• [Your task]: Output all the material that follows, exactly as given.

— begin Records to use —

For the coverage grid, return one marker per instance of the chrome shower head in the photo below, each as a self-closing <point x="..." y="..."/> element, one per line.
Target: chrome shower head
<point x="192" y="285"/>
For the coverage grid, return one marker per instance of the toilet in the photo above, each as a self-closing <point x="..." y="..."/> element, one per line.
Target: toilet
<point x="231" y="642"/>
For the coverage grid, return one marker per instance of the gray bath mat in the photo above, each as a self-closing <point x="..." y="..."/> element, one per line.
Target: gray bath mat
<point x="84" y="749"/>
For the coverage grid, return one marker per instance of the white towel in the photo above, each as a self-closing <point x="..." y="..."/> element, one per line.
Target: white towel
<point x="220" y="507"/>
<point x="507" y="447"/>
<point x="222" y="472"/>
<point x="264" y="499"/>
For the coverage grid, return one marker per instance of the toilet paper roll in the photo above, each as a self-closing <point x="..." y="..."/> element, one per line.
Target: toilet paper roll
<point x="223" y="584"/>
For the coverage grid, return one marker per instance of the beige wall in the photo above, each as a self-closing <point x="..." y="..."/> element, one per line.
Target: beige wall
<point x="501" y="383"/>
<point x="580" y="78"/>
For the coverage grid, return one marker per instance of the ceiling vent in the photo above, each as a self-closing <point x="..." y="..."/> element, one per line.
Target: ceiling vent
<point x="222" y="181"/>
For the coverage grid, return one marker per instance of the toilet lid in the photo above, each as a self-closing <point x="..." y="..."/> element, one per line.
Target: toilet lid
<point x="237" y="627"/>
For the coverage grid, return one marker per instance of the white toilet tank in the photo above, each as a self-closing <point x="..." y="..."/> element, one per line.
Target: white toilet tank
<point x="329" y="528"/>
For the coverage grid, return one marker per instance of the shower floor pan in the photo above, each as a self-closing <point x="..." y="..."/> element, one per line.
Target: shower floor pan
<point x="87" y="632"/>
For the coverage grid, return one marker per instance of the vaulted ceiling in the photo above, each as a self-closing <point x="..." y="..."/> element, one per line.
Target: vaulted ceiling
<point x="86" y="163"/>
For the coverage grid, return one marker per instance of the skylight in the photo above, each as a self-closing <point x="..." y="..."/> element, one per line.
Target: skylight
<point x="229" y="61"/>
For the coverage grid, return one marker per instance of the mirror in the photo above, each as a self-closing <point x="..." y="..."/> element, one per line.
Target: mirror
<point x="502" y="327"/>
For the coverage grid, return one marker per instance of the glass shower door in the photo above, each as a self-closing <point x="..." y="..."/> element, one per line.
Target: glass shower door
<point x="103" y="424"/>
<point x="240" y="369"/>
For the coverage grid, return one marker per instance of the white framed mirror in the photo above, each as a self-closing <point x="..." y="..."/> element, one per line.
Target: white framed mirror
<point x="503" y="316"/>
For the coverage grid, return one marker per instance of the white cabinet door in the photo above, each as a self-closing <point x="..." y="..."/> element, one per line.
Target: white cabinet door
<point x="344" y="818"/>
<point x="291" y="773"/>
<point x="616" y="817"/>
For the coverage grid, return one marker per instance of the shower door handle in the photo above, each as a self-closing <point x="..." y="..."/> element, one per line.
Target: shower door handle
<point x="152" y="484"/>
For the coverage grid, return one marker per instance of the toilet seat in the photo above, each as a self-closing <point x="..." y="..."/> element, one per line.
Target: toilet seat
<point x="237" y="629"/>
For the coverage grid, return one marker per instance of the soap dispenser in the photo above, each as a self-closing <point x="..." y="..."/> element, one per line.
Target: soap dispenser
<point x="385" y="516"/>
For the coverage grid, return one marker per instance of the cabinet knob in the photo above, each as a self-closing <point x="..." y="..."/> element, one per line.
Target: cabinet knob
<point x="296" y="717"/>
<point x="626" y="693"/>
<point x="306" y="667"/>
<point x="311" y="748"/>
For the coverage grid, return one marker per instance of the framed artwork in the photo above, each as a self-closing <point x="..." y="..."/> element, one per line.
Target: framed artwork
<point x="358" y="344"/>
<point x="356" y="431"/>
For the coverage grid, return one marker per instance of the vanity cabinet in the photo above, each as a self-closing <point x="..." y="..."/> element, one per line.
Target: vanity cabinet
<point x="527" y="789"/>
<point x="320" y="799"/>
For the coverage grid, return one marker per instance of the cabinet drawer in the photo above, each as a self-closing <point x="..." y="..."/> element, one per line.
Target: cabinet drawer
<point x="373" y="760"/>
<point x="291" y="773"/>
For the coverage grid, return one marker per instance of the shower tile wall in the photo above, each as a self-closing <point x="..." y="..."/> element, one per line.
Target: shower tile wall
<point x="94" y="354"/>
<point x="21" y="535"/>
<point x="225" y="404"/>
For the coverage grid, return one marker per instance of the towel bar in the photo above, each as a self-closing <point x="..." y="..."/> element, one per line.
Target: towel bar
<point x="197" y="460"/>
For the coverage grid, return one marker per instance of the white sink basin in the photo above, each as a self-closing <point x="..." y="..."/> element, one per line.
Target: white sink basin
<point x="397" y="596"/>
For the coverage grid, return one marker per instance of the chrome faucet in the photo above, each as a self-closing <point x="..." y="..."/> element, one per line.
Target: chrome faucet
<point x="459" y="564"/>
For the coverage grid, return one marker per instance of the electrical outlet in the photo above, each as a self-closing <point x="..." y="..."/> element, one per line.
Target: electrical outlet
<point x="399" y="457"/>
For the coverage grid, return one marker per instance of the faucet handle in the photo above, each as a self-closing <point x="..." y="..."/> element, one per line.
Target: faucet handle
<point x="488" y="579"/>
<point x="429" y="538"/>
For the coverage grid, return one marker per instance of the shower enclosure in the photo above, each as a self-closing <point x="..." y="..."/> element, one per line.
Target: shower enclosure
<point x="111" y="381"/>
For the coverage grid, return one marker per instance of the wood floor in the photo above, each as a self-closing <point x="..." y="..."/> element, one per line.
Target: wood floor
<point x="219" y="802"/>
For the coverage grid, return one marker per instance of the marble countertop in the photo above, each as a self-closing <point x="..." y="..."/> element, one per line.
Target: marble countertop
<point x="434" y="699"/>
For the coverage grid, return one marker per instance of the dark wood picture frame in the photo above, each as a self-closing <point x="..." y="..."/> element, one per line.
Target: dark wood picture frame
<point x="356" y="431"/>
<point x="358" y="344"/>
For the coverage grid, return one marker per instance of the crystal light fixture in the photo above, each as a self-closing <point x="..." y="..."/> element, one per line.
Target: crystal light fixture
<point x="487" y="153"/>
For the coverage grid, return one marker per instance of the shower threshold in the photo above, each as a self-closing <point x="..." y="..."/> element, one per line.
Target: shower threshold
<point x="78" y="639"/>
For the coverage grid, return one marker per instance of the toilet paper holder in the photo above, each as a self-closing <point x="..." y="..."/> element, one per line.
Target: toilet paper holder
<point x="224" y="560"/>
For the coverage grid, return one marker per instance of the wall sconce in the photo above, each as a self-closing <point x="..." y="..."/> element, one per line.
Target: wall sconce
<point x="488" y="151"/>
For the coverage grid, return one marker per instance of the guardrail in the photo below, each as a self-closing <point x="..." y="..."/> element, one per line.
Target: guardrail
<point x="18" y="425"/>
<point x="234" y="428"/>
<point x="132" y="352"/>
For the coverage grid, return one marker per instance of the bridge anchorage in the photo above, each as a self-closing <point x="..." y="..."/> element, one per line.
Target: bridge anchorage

— end Records to use —

• [Answer below]:
For the coverage grid, return one marker per instance of the chrome shower head in the photo below, each as a self-closing <point x="..." y="..."/> element, one per line.
Target: chrome shower head
<point x="192" y="285"/>
For the coverage grid, return one marker per instance of the toilet in the photo above, each as a self-closing <point x="..." y="..."/> element, one per line.
Target: toilet
<point x="231" y="642"/>
For the coverage grid, return one marker per instance of the gray bath mat in the photo above, each as a self-closing <point x="..." y="..."/> element, one per line.
Target: gray bath mat
<point x="84" y="749"/>
For the coverage grid, return one marker per instance of the white towel in the photo above, each as a self-closing <point x="..." y="..."/> element, one per line.
Target: white towel
<point x="220" y="507"/>
<point x="507" y="447"/>
<point x="222" y="472"/>
<point x="264" y="499"/>
For the coverage grid, return one marker per instance of the toilet paper roll in the photo above, each as a self-closing <point x="..." y="..."/> element, one per line.
Target: toilet paper roll
<point x="223" y="584"/>
For the coverage grid, return one marker per instance of the beige wall in the photo above, each as a self-closing <point x="..." y="..."/> element, one per line.
Target: beige wall
<point x="501" y="383"/>
<point x="580" y="78"/>
For the coverage grid, return one marker per instance of the ceiling vent in the photo above, each as a self-closing <point x="..." y="..."/> element, one per line.
Target: ceiling vent
<point x="222" y="181"/>
For the coverage grid, return one marker per instance of the toilet lid in the photo above, each as a self-closing <point x="..." y="..."/> element, one per line.
Target: toilet lid
<point x="237" y="627"/>
For the coverage grid, return one marker per instance of the white toilet tank in the photo above, each as a self-closing <point x="..." y="..."/> element, one per line.
Target: white toilet tank
<point x="329" y="528"/>
For the coverage grid, return one marker per instance of the shower floor pan in the photo above, each as a self-closing <point x="..." y="..."/> element, one per line.
Target: shower floor pan
<point x="87" y="632"/>
For the coverage grid, return one marker per instance of the vaulted ceiling in the photo above, each as a self-closing <point x="..." y="..."/> element, one per line.
Target: vaulted ceiling
<point x="86" y="163"/>
For the coverage grid, return one marker per instance of the skylight in the photo above, each as a self-closing <point x="..." y="..."/> element, one per line.
Target: skylight
<point x="229" y="61"/>
For the coverage grid, return one marker per instance of the mirror in the photo above, each as a self-closing <point x="..." y="..."/> element, one per line.
Target: mirror
<point x="502" y="327"/>
For the coverage grid, return one marker per instance of the glass shower door in the photo above, each as a self-closing <point x="..." y="..."/> element, one per line.
Target: glass shower door
<point x="103" y="424"/>
<point x="240" y="369"/>
For the coverage grid, return one marker per instance of the white framed mirror in the photo above, each as a self-closing <point x="..." y="..."/> element, one per line.
Target: white framed mirror
<point x="503" y="316"/>
For the coverage grid, return one marker per instance of the white cabinet door in the photo above, each as a self-closing <point x="..." y="..."/> element, one per line.
Target: white cabinet door
<point x="344" y="818"/>
<point x="291" y="773"/>
<point x="616" y="817"/>
For the coverage grid, return one marker per instance of the shower door handle in the photo above, each as a self-closing <point x="..." y="..."/> element, one per line.
Target: shower door handle
<point x="152" y="484"/>
For the coverage grid, return one marker per instance of the toilet seat in the photo above, each as a self-closing <point x="..." y="..."/> element, one per line.
Target: toilet seat
<point x="237" y="629"/>
For the coverage grid, return one marker per instance of the soap dispenser in the photo above, each as a self-closing <point x="..." y="..."/> element, one per line.
Target: soap dispenser
<point x="385" y="516"/>
For the coverage grid, return one marker per instance of the cabinet knob in the photo above, each as a self-closing <point x="..." y="..."/> element, one per line.
Target: cabinet knob
<point x="296" y="717"/>
<point x="626" y="693"/>
<point x="306" y="667"/>
<point x="311" y="748"/>
For the coverage grid, return one marker per instance of the framed artwork in the photo above, each as a self-closing <point x="..." y="..."/> element, one per line.
Target: framed artwork
<point x="358" y="344"/>
<point x="356" y="431"/>
For the coverage grid, return one marker per instance of the vanity cabinet in the photo above, each as a self-closing <point x="..." y="..."/> element, one per line.
Target: vanity cabinet
<point x="527" y="789"/>
<point x="320" y="799"/>
For the coverage grid, return one marker per instance of the cabinet drawer in the photo above, each as a self-closing <point x="..." y="..."/> element, one per line.
Target: cabinet drawer
<point x="373" y="760"/>
<point x="291" y="773"/>
For the coverage grid, return one marker per instance of the shower tile wall in the photo above, each as a self-closing <point x="..." y="..."/> element, one per line.
Target: shower tile wall
<point x="94" y="354"/>
<point x="21" y="535"/>
<point x="225" y="404"/>
For the coverage grid, return one marker per instance of the towel bar in the photo above, each as a self-closing <point x="..." y="..."/> element, one per line.
Target: towel bar
<point x="197" y="460"/>
For the coverage grid, return one marker per instance of the white sink basin in the photo above, each as a self-closing <point x="..." y="..."/> element, one per line.
Target: white sink basin
<point x="397" y="596"/>
For the coverage grid, return one marker per instance of the chrome faucet in the photo above, each as a self-closing <point x="..." y="..."/> element, one per line.
Target: chrome faucet
<point x="459" y="564"/>
For the coverage grid, return one marker per instance of the electrical outlet in the photo above, each as a self-closing <point x="..." y="..."/> element, one per line.
Target: electrical outlet
<point x="399" y="457"/>
For the coverage grid, return one marker per instance of the faucet handle in the photo above, each as a self-closing <point x="..." y="..."/> element, one per line.
Target: faucet handle
<point x="488" y="579"/>
<point x="429" y="538"/>
For the coverage grid, return one marker per instance of the shower enclosure in the photo above, each as a self-closing <point x="..." y="..."/> element, one per line.
Target: shower enclosure
<point x="111" y="381"/>
For the coverage grid, return one marker per instance of the wood floor in the photo above, each as a self-closing <point x="..." y="..."/> element, one per line.
Target: wood floor
<point x="219" y="802"/>
For the coverage grid, return one marker per instance of the marble countertop in the photo above, each as a self-closing <point x="..." y="..."/> element, one per line.
Target: marble countertop
<point x="434" y="699"/>
For the coverage grid, return one marker per instance of the dark wood picture frame in the photo above, each as a self-closing <point x="..." y="..."/> element, one per line.
Target: dark wood picture frame
<point x="356" y="431"/>
<point x="358" y="344"/>
For the coverage grid, return one marker per instance of the crystal light fixture in the photo above, each as a self-closing <point x="..." y="..."/> element, one per line.
Target: crystal light fixture
<point x="487" y="153"/>
For the coverage grid, return one marker per instance of the shower threshold in the photo above, each as a self-closing <point x="..." y="..."/> element, one per line.
Target: shower threshold
<point x="78" y="639"/>
For the coverage grid, return one marker per instance of the toilet paper holder in the photo above, each as a self-closing <point x="..." y="..."/> element, one per line.
Target: toilet paper holder
<point x="224" y="560"/>
For the coverage grid, return one marker per instance of the wall sconce in the photo above, each as a self-closing <point x="..." y="..."/> element, one per line.
Target: wall sconce
<point x="488" y="151"/>
For the coverage grid, return one marker per instance of the guardrail in the photo below, each as a self-closing <point x="..." y="..."/> element, one per line.
Target: guardrail
<point x="18" y="425"/>
<point x="234" y="428"/>
<point x="132" y="352"/>
For the coverage grid, return one marker per instance of the bridge anchorage in the photo above, each as a self-closing <point x="..." y="..."/> element, one per line.
Target: bridge anchorage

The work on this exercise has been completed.